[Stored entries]

Begin

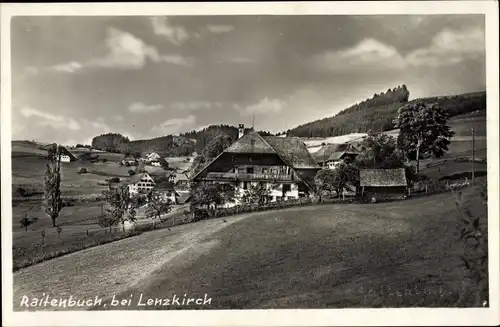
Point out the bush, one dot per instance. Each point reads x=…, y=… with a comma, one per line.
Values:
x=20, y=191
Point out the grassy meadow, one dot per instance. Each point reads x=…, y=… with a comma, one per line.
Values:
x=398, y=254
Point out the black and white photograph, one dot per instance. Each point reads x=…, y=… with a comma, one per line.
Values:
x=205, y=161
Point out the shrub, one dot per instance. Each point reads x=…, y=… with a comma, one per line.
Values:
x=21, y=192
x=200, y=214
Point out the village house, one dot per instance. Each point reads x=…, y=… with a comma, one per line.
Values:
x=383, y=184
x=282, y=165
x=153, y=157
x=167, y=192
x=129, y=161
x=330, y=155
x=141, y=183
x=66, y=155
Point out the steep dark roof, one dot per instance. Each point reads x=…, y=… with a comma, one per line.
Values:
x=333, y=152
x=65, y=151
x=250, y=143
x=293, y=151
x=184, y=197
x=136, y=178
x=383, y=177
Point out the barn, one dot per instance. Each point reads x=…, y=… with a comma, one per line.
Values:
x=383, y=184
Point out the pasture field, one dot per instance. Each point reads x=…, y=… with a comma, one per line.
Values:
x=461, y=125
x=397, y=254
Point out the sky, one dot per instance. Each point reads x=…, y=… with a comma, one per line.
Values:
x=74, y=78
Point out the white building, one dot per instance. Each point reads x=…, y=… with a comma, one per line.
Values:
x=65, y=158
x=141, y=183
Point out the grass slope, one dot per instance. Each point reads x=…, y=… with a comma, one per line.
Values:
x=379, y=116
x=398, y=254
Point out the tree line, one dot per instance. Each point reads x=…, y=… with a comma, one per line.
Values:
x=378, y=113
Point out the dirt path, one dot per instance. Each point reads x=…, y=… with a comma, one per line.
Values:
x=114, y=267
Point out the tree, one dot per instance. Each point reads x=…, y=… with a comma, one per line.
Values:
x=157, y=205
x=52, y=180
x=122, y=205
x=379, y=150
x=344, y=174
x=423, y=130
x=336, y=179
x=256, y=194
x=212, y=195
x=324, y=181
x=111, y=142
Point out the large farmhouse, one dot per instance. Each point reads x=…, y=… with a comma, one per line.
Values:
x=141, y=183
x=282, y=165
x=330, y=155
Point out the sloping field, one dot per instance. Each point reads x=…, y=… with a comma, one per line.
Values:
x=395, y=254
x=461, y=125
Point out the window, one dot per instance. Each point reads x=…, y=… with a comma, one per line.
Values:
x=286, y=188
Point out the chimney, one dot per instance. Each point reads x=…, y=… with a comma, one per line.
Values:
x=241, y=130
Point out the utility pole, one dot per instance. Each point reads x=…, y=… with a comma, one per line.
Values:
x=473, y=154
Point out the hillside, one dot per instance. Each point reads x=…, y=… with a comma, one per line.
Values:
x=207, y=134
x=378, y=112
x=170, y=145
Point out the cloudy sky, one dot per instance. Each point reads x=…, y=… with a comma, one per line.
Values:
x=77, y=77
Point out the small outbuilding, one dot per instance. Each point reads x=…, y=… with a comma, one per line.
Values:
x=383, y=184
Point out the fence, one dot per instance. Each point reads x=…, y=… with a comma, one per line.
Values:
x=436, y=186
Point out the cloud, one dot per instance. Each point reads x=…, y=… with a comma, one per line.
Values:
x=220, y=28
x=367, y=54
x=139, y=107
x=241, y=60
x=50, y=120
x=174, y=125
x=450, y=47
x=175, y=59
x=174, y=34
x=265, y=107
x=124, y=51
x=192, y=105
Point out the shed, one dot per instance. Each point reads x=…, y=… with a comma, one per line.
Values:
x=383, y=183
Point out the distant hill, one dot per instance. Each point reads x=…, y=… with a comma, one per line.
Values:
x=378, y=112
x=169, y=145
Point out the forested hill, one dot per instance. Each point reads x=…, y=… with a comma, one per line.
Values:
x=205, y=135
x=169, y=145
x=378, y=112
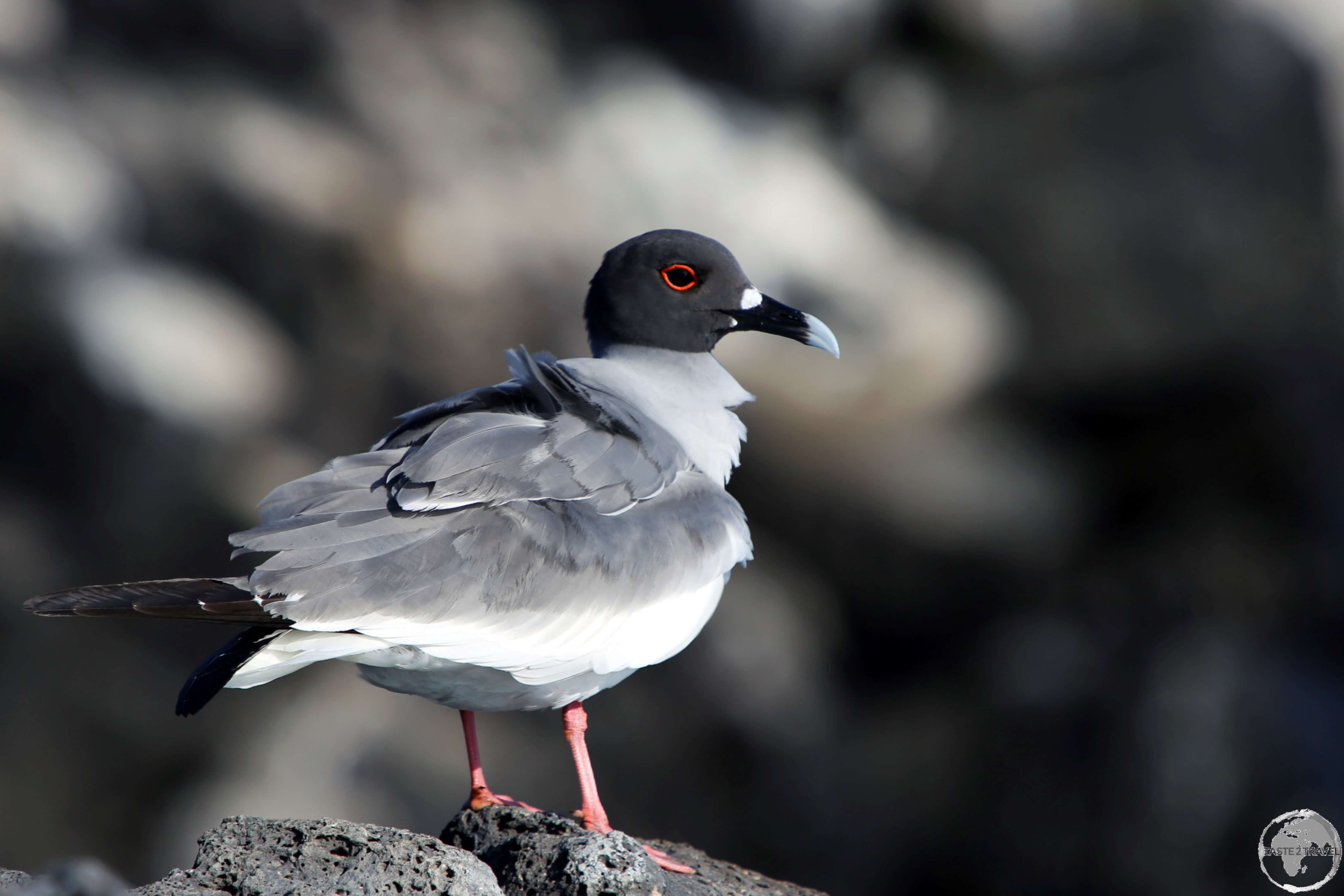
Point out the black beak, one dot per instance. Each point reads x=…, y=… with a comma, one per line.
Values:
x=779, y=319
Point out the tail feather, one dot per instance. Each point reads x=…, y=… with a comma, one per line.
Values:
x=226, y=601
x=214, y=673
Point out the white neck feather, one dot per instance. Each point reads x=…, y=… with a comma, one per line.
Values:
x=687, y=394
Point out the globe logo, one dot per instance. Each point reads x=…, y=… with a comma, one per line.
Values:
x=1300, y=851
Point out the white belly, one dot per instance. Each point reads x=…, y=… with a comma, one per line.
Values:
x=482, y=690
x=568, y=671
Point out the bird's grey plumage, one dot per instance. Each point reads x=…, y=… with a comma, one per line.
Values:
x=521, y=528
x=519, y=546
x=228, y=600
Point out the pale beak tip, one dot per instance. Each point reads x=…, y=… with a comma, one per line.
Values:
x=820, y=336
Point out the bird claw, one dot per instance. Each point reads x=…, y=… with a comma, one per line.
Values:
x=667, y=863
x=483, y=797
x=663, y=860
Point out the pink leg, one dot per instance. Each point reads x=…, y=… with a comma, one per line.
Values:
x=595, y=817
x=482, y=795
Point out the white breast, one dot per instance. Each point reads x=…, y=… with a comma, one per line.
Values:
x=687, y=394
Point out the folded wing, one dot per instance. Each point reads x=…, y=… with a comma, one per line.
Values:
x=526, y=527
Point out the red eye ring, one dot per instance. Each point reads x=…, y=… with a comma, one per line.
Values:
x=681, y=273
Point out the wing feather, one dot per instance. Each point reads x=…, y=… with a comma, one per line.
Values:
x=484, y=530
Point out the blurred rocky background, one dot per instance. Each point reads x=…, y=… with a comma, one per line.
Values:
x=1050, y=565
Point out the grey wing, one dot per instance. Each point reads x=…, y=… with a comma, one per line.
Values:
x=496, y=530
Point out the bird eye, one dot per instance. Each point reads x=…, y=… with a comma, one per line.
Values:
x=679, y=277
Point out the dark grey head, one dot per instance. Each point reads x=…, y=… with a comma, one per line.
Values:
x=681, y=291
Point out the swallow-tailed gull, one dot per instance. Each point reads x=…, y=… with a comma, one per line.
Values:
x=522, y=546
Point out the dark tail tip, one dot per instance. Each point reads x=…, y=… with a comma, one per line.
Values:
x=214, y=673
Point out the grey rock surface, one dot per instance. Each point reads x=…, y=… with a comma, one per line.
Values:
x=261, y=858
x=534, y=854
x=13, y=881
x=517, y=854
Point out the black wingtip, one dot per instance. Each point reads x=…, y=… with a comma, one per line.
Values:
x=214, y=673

End

# EXERCISE GOAL:
Can you render the material from the line containing "Point out the black and" through the line containing "x=66, y=155" as a two-column CSV headed input and output, with one row per text-and-answer pair and each value in a single quoted field with line breaks turned into spaces?

# EXERCISE OUTPUT:
input,output
"Point out the black and white photograph, one dot per instance. Each point reads x=…, y=… with a comma, one per line. Values:","x=205, y=161"
"Point out the shrub, one dot per instance. Each point reads x=…, y=… with a comma, one per line. Values:","x=21, y=192 x=200, y=214"
"Point out the village house, one dot per instance. Each point reads x=…, y=… with a comma, one per line. Values:","x=383, y=184 x=282, y=165 x=153, y=157 x=167, y=192 x=129, y=161 x=330, y=155 x=141, y=183 x=66, y=155"